Due to their success, various publications produced features on the genius and innovative products the Polaroid company had become synonymous with. Land would eventually go on to produce the first iteration of the instant film camera in the year 1947, just two years after the end of the second world war, and it was far cry from the sleek, smooth design we know today. Essentially, Land had managed to fit all the mechanisms of a dark room development studio into a little box. Unlike the modern polaroid camera, the operator had to release the film manually once the photo was taken, but the results were objectively still the same as they are today. For the next 20 years, Land would go on to research and develop his instant film camera in Cambridge, Massachusetts where Polaroid was founded and headquartered.
When Did Polaroid Cameras Come Out?
Knowing who created the polaroid cameras is all well and good, but when did polaroid cameras come out? Well, as we mentioned previously the first version of the polaroid camera was introduced in 1947, but this version was a prototype used as a sort of “proof of concept” for the general public. For the next 30 years, this type of polaroid camera involved the user releasing the photograph manually and peeling the negative away from the primary photograph. In the early ’70s, Land was featured on the cover of Time Magazine with the headline “A genius with his magic camera”. As many people have pointed out, this is eerily similar to the praise and media attention afforded to Steve Jobs upon the release of the first iPod and later on the iPhone 3G, and understandably so. Polaroid is often referred to as the Apple of its time.
Polaroid Land Camera Model 95A; Jarek Tuszyński / CC-BY-SA-4.0, CC BY-SA 4.0, via Wikimedia Commons
What drove Land to the invention of the instant film camera though? Was it a spin-off of an existing product? Was it an accident? No. According to Land himself, he was driven to develop the instant film camera when his three-year-old daughter asked him why she should not view the photo she had just taken. The development of the Polaroid instant film camera would continue thanks to new technologies and materials becoming readily available as time went on. Cameras became smaller, and easier to maintain, and the quality of the photographs improved noticeably as new and improved methods of capturing a photograph entered the market.
Polaroid vs. Kodak
The history of Polaroid cameras in late 70s turned into a breeding ground for conflict between various players in the photography and videography industry. One of the more notable buttings of heads came in 1976 when Kodak decided to enter the instant photography market by announcing their own instant development photography camera. This was almost immediately challenged by polaroid which sought to stop the production and sale of its competitor’s device entirely.
Polaroid claimed that Kodak has stolen its proprietary instant photography process that takes place inside the camera unit.

◆ Things to do
1 – According to the passage on Polaroid cameras, in what year did Land produce the first instant film camera?
2 – Output everything in the passage on Polaroid cameras from "Polaroid vs. Kodak" down to "competitor’s device entirely.".
3 – Name every person mentioned by name in the passage on Polaroid cameras.
The lines that come after this text are not needed.

◆ Supplied entries
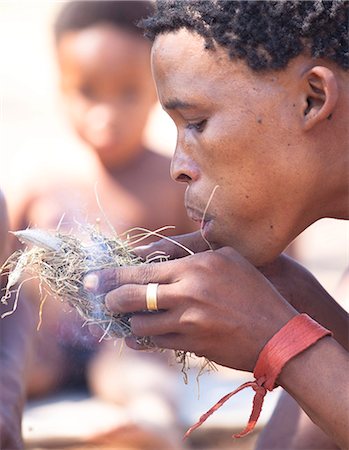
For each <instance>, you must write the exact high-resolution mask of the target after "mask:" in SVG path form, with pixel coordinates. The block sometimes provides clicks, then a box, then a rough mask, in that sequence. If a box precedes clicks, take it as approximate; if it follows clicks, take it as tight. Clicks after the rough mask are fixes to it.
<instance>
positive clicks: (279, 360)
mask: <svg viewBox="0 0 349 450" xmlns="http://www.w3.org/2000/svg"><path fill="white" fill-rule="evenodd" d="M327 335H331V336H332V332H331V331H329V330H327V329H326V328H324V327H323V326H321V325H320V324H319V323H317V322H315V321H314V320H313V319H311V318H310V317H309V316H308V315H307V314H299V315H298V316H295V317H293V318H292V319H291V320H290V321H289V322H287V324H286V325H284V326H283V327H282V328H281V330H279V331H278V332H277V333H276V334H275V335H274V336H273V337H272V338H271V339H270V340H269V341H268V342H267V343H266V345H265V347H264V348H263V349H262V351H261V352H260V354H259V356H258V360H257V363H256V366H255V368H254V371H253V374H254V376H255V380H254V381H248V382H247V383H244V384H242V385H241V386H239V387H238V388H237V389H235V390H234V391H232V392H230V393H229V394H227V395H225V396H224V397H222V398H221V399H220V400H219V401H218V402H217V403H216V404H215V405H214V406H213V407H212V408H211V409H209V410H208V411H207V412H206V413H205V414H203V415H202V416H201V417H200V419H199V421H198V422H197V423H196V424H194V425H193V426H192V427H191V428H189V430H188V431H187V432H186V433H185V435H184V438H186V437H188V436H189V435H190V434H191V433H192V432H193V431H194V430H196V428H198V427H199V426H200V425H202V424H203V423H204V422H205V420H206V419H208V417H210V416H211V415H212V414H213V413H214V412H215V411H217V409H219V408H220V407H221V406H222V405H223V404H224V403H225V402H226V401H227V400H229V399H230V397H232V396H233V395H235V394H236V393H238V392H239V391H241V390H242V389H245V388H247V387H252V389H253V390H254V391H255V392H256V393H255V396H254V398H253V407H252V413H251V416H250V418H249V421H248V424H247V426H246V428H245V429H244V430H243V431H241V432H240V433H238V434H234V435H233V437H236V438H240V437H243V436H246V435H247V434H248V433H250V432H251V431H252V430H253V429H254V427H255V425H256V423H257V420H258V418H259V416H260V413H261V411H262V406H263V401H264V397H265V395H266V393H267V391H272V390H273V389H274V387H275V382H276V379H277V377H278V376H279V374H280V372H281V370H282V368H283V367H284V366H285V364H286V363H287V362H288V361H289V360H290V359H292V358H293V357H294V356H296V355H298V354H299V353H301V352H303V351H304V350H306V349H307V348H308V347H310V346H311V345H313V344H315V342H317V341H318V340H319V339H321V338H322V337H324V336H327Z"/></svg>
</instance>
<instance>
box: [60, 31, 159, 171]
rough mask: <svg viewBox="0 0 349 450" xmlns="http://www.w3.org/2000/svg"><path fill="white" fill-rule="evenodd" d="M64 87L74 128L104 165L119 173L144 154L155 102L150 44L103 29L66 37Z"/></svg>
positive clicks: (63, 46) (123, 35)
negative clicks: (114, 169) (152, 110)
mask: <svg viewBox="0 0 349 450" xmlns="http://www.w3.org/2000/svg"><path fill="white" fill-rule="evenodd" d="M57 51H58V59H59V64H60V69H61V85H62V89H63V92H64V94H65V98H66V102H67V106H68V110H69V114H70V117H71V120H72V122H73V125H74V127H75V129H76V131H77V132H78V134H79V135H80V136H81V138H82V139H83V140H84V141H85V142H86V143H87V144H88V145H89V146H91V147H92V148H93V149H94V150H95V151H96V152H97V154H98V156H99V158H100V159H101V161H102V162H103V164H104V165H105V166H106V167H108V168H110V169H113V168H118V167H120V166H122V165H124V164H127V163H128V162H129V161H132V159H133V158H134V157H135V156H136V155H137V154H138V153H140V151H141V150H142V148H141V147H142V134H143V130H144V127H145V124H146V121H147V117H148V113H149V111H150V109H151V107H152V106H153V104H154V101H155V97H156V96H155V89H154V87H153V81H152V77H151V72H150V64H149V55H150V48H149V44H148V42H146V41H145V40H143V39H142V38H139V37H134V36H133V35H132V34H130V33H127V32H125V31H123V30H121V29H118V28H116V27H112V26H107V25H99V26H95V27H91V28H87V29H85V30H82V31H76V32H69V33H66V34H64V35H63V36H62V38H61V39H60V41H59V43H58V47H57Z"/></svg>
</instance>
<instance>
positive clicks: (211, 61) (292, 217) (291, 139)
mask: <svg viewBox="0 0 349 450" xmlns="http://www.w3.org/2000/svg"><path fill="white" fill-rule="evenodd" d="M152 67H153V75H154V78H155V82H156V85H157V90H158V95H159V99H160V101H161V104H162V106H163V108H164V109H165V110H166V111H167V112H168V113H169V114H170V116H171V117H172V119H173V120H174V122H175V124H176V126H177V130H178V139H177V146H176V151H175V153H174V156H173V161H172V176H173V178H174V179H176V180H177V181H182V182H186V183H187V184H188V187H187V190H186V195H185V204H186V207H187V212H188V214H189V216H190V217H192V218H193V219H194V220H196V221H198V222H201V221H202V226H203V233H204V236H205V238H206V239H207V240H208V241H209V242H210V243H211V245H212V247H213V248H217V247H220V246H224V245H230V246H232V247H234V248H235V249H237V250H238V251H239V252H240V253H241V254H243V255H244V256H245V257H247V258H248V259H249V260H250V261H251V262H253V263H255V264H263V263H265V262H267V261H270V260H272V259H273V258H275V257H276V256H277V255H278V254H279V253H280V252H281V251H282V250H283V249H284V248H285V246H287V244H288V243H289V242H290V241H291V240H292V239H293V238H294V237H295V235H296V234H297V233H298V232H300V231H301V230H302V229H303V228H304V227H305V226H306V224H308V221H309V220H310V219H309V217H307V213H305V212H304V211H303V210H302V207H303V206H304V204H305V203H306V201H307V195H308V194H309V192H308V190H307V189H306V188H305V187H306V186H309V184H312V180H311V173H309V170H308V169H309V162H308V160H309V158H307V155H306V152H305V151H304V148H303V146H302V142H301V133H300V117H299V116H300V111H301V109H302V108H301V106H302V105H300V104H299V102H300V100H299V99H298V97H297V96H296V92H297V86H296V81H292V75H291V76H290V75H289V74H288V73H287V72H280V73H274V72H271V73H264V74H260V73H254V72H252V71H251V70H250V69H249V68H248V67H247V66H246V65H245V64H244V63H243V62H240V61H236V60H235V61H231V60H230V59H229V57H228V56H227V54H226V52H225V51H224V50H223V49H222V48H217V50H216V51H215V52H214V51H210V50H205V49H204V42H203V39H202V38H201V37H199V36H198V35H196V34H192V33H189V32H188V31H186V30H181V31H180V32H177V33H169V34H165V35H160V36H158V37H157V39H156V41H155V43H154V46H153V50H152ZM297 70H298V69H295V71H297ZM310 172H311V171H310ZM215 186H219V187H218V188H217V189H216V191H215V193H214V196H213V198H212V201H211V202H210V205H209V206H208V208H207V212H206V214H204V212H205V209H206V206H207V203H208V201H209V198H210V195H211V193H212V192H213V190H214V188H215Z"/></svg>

* * *

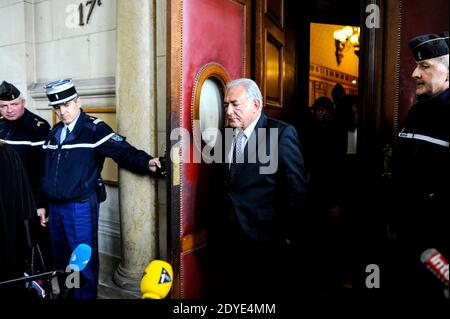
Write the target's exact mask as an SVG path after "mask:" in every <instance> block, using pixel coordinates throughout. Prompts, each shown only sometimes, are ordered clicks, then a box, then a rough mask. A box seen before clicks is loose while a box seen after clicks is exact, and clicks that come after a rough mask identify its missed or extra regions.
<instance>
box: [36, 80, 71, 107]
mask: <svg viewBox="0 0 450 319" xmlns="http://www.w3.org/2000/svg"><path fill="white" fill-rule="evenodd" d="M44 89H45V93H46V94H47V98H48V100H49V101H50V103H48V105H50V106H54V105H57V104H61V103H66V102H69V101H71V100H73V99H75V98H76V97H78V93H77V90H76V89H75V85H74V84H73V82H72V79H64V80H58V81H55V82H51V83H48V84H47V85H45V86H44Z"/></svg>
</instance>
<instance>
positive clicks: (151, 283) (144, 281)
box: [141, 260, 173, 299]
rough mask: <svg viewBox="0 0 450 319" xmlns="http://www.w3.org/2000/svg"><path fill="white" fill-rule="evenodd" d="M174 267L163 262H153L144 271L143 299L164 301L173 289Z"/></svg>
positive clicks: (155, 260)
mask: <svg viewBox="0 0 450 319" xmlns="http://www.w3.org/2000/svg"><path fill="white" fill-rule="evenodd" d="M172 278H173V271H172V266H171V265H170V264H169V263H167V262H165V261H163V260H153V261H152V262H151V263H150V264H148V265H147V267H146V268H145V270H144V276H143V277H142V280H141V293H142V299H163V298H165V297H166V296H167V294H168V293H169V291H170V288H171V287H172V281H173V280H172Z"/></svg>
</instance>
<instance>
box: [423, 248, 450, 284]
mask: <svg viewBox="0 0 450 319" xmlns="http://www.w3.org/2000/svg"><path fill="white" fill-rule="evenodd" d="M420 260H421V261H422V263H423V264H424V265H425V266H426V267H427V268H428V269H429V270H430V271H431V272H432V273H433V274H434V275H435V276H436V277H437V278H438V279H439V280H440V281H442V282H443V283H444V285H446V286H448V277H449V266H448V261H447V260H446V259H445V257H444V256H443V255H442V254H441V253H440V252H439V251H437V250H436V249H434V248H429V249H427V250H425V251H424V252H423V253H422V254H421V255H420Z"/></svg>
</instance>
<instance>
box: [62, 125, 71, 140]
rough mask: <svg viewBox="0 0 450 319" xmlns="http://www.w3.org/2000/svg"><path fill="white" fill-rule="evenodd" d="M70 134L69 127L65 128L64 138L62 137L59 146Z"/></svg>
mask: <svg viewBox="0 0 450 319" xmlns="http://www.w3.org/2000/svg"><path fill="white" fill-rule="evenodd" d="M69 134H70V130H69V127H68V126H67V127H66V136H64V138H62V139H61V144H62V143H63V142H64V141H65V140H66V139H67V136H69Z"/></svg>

* * *

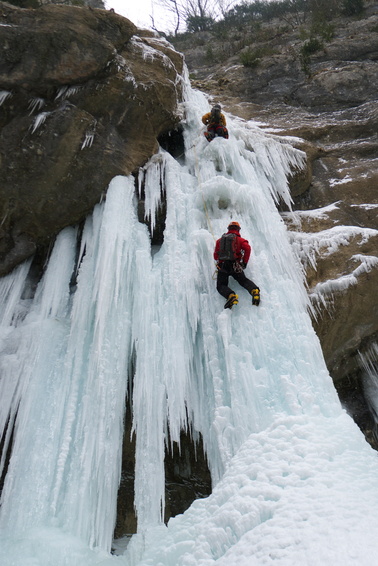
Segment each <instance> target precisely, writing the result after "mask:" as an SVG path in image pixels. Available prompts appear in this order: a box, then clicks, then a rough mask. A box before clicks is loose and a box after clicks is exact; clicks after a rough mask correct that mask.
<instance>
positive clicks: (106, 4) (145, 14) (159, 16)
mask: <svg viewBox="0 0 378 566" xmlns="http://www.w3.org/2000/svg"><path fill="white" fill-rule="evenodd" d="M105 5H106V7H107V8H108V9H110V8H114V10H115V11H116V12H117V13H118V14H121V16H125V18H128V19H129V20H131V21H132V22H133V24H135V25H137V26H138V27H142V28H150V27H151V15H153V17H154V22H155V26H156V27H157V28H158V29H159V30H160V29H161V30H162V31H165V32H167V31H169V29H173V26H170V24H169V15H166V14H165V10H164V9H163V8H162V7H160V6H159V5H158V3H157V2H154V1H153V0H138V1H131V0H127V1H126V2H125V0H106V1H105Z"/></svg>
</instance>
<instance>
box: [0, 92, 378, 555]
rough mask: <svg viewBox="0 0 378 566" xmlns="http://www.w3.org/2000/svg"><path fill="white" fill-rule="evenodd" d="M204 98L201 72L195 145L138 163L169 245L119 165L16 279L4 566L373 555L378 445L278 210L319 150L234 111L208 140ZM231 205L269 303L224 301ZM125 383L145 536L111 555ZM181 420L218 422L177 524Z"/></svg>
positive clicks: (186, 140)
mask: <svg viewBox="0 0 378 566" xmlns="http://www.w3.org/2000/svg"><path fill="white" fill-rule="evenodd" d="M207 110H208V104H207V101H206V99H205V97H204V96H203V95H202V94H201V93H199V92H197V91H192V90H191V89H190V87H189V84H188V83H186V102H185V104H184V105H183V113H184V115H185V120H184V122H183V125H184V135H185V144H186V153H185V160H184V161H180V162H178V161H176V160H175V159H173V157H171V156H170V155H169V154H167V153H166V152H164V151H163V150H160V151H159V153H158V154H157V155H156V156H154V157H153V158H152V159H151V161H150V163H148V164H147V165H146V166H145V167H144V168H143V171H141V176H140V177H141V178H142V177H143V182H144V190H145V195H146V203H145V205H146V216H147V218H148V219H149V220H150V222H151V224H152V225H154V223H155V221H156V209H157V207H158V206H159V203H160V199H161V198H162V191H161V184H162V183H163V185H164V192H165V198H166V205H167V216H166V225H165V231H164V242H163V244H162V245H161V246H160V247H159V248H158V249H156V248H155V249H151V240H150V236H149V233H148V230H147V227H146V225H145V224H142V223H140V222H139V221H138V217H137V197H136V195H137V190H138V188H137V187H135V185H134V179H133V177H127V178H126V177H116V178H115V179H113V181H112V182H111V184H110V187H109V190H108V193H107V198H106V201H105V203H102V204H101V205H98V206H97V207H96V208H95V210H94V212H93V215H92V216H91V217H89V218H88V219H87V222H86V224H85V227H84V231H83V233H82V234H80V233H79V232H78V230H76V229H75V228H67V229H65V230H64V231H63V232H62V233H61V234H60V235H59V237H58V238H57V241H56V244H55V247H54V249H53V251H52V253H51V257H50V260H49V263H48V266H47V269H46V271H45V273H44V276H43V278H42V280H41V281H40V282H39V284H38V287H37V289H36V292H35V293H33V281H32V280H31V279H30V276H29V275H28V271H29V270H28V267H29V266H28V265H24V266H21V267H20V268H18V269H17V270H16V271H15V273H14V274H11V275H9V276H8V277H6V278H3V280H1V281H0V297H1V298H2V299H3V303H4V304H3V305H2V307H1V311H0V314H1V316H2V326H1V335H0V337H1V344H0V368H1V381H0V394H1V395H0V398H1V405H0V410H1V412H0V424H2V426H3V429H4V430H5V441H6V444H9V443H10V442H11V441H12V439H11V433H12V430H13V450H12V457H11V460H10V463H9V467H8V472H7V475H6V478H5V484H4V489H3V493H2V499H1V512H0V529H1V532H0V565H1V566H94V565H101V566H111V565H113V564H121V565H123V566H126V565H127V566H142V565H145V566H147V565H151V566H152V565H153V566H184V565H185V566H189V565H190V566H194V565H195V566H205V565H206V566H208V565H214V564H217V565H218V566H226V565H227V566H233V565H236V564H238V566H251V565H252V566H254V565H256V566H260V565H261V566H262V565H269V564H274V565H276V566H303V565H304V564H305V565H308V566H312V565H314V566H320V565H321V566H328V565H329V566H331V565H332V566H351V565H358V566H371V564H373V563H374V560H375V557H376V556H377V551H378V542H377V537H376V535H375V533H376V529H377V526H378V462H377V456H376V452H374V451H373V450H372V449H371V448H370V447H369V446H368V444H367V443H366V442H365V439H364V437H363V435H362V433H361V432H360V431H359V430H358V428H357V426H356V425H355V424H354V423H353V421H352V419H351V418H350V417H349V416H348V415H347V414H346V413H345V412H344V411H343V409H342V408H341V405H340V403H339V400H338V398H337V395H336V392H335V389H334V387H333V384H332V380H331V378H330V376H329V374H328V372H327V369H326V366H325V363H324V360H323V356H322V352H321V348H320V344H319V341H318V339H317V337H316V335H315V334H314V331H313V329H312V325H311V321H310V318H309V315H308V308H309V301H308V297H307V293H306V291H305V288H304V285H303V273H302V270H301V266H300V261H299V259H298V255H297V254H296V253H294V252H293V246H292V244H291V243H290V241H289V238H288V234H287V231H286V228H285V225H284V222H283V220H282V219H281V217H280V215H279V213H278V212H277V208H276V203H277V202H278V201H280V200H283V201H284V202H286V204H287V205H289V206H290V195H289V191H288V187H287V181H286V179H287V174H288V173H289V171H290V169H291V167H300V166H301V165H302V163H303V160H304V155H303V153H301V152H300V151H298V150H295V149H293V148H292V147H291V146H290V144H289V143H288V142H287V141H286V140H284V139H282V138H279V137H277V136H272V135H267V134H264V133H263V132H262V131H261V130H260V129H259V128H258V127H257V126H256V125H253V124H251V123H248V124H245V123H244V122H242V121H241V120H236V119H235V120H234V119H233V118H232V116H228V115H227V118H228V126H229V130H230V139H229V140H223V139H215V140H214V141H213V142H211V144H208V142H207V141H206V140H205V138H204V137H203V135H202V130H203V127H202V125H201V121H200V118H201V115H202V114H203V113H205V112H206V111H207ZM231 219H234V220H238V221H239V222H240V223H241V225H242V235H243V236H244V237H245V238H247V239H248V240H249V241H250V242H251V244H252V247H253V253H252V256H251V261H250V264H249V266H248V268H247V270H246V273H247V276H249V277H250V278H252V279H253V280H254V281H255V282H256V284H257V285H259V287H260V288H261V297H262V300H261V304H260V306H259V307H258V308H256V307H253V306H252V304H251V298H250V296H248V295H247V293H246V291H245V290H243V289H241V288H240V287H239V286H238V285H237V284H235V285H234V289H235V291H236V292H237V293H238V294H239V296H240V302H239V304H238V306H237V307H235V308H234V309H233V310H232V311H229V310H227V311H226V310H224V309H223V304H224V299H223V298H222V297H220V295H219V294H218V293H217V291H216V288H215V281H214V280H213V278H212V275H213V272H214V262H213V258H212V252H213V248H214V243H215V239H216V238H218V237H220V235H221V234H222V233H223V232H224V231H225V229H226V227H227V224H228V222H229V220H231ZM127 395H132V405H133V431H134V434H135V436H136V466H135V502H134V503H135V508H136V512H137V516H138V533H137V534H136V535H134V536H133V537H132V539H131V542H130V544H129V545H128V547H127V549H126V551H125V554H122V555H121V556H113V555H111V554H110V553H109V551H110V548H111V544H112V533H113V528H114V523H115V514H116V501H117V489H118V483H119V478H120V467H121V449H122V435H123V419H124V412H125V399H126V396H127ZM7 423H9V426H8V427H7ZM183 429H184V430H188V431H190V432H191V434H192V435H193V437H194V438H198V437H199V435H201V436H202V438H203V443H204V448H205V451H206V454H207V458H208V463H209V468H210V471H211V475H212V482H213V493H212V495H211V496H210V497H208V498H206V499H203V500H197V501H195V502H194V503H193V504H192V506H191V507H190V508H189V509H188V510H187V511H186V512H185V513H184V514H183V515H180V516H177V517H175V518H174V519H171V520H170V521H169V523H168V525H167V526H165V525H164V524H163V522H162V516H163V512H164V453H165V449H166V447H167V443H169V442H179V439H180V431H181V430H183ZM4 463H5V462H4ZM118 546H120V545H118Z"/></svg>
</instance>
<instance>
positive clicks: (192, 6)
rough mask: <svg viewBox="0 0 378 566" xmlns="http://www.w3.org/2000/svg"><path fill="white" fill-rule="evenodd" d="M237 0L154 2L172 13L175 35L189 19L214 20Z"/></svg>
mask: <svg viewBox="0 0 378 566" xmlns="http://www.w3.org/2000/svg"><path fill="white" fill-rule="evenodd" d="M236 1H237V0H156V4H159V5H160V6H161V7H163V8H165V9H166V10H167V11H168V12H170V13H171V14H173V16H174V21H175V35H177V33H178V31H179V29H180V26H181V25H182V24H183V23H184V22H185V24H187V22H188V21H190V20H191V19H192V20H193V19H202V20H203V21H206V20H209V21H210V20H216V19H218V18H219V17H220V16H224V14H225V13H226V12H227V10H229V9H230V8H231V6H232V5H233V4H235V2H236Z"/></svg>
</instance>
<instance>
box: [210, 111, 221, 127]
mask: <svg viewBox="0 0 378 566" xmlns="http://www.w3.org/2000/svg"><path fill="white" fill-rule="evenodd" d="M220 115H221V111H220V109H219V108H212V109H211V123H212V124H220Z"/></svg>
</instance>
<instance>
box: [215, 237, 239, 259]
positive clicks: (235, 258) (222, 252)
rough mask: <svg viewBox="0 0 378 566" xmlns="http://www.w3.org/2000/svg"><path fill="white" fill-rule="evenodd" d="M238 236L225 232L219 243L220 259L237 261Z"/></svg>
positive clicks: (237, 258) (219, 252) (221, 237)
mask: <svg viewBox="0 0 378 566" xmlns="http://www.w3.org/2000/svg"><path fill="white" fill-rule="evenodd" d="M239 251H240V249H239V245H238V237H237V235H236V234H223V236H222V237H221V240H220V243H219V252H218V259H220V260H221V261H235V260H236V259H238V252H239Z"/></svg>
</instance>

◆ Answers for the exercise
1 – 1947

2 –
Polaroid vs. Kodak
The history of Polaroid cameras in late 70s turned into a breeding ground for conflict between various players in the photography and videography industry. One of the more notable buttings of heads came in 1976 when Kodak decided to enter the instant photography market by announcing their own instant development photography camera. This was almost immediately challenged by polaroid which sought to stop the production and sale of its competitor’s device entirely.

3 – Land, Steve Jobs, Jarek Tuszyński